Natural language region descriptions
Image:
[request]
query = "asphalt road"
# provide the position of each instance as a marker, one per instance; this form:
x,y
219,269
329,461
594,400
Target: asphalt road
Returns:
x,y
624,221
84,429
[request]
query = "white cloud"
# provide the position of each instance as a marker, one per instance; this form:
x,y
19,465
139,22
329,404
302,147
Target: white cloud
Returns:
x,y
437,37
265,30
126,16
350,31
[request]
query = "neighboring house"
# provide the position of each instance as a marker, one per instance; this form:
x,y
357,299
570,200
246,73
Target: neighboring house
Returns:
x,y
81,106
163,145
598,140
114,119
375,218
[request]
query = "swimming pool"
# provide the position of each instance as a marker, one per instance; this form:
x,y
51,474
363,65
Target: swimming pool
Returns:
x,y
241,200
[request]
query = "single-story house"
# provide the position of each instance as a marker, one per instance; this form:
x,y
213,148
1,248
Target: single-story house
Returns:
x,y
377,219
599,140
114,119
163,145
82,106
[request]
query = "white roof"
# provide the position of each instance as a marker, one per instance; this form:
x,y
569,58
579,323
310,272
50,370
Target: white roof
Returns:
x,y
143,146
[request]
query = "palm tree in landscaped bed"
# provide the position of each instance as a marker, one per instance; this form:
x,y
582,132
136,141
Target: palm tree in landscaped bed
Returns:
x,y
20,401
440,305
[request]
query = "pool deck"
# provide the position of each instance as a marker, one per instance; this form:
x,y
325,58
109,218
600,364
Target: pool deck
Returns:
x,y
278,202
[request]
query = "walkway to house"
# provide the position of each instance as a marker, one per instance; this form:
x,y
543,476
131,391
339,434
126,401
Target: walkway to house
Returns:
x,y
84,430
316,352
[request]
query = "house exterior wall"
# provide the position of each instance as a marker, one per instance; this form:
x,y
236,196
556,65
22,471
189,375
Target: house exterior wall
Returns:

What the task requires
Among the lines above, find those with the string "palm" and copy them.

Response for this exercise
query = "palm tree in landscaped bed"
Target: palm tree in landscaped bed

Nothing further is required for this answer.